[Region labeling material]
>> BEGIN

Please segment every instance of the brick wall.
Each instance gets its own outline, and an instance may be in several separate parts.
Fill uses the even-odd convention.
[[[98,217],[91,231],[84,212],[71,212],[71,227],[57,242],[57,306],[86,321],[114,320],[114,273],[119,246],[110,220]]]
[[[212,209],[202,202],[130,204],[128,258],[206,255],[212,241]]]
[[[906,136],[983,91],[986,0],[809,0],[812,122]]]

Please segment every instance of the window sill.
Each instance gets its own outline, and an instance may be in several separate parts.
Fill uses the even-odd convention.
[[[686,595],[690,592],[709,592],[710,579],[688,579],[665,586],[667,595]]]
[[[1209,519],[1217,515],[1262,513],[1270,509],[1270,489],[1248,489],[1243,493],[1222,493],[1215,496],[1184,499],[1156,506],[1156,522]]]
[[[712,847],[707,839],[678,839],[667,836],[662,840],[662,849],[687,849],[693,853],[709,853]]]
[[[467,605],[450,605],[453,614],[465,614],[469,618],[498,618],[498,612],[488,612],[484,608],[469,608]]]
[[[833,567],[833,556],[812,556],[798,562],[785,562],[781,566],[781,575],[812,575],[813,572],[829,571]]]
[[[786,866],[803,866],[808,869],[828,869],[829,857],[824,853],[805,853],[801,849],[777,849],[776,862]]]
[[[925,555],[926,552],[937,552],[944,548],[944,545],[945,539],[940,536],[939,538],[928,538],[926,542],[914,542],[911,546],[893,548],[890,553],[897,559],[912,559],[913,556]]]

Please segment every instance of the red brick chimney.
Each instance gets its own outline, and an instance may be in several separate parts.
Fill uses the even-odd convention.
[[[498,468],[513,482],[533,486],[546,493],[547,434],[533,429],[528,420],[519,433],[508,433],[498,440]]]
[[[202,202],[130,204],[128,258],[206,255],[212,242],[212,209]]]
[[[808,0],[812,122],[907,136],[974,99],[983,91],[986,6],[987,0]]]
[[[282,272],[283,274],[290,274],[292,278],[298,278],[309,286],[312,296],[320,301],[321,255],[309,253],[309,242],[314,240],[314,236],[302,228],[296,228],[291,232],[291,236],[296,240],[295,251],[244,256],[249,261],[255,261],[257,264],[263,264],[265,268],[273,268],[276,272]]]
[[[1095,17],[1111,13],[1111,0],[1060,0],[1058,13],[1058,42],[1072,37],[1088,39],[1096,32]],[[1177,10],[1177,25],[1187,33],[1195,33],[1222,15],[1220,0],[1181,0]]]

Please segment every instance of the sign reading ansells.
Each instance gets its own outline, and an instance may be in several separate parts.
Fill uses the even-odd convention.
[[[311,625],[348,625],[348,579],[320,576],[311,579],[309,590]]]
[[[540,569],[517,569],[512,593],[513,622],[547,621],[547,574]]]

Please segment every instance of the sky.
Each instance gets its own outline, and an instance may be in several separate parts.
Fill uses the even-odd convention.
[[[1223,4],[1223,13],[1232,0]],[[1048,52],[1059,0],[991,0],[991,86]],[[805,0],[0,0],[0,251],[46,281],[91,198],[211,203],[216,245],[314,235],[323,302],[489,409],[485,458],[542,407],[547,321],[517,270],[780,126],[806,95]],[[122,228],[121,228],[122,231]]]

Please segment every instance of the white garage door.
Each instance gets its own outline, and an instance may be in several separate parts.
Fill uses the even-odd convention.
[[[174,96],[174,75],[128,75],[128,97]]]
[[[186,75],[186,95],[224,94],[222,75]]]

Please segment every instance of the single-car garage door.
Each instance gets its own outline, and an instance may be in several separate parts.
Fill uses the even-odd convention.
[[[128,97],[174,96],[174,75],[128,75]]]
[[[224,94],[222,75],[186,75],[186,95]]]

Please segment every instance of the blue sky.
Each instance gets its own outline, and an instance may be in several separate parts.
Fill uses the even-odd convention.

>> END

Print all of the material above again, unchanged and character for character.

#### EXPECTED ANSWER
Please segment every instance of the brick wall.
Each instance gets its own outline, and an instance may be in several separate parts.
Fill uses the even-odd convention.
[[[98,217],[91,231],[84,212],[71,212],[71,227],[57,242],[57,306],[86,321],[114,320],[114,273],[119,246],[110,220]]]
[[[212,209],[202,202],[130,204],[128,258],[206,255],[212,241]]]
[[[906,136],[983,91],[986,0],[809,0],[812,122]]]

Please segment every instance of the window sill.
Each instance gets its own outline, and an instance may be in several separate parts.
Fill uses the even-odd convention.
[[[686,595],[690,592],[709,592],[710,579],[688,579],[665,586],[667,595]]]
[[[1209,519],[1217,515],[1262,513],[1270,509],[1270,489],[1248,489],[1243,493],[1222,493],[1215,496],[1184,499],[1156,506],[1156,522]]]
[[[712,847],[707,839],[678,839],[667,836],[662,840],[662,849],[687,849],[693,853],[709,853]]]
[[[467,605],[450,605],[453,614],[465,614],[469,618],[498,618],[498,612],[488,612],[484,608],[469,608]]]
[[[833,567],[833,556],[812,556],[798,562],[785,562],[781,566],[781,575],[812,575],[813,572],[829,571]]]
[[[786,866],[803,866],[808,869],[828,869],[829,857],[824,853],[805,853],[801,849],[777,849],[776,862]]]
[[[925,555],[926,552],[937,552],[944,548],[944,545],[945,539],[940,536],[939,538],[928,538],[926,542],[914,542],[911,546],[893,548],[890,553],[897,559],[912,559],[913,556]]]

Please segment every instance of the red brick chimney.
Each instance gets its own outline, and an instance may be in several separate parts.
Fill uses the even-odd convention.
[[[498,468],[513,482],[533,486],[546,493],[547,434],[533,429],[528,420],[519,433],[508,433],[498,440]]]
[[[202,202],[130,204],[128,258],[206,255],[212,242],[212,209]]]
[[[808,0],[812,122],[907,136],[974,99],[983,91],[986,6],[987,0]]]
[[[282,272],[283,274],[290,274],[292,278],[298,278],[309,286],[312,296],[320,301],[321,255],[309,253],[309,242],[314,240],[314,236],[302,228],[296,228],[291,232],[291,236],[296,240],[295,251],[244,256],[249,261],[255,261],[257,264],[263,264],[265,268],[273,268],[276,272]]]
[[[1095,17],[1111,13],[1111,0],[1060,0],[1058,13],[1058,42],[1072,37],[1088,39],[1096,32]],[[1177,10],[1177,25],[1187,33],[1195,33],[1222,15],[1220,0],[1181,0]]]

Please segment every instance of the sign reading ansells.
Each instance gets its own outline, and an instance may be in several separate parts.
Fill uses the even-odd convention.
[[[311,625],[348,625],[348,579],[320,576],[311,579],[309,590]]]
[[[540,569],[517,569],[512,593],[513,622],[547,621],[547,574]]]

Please segment every instance of the sky.
Each instance gets its own outline, and an instance may be in several separate parts.
Fill uses the even-odd convention.
[[[1223,4],[1223,13],[1232,0]],[[1048,52],[1059,0],[991,0],[991,86]],[[805,0],[0,0],[0,251],[46,281],[91,198],[211,203],[216,245],[314,235],[323,302],[489,409],[485,458],[542,407],[547,321],[517,270],[780,126],[806,95]],[[122,228],[121,228],[122,231]]]

Please segment every instance of the white garage door.
Each instance gets its own outline, and an instance may be in several separate parts.
Fill uses the even-odd convention.
[[[174,96],[174,75],[128,75],[128,97]]]
[[[186,75],[186,95],[224,94],[222,75]]]

Please segment every instance of the single-car garage door.
Each instance gets its own outline, and an instance may be in several separate parts.
Fill uses the even-odd convention.
[[[128,97],[174,96],[174,75],[128,75]]]
[[[224,94],[222,75],[186,75],[186,95]]]

Please segment every instance of the blue sky.
Each instance gets its own outline, and an instance may be in several separate parts.
Fill uses the even-odd convention.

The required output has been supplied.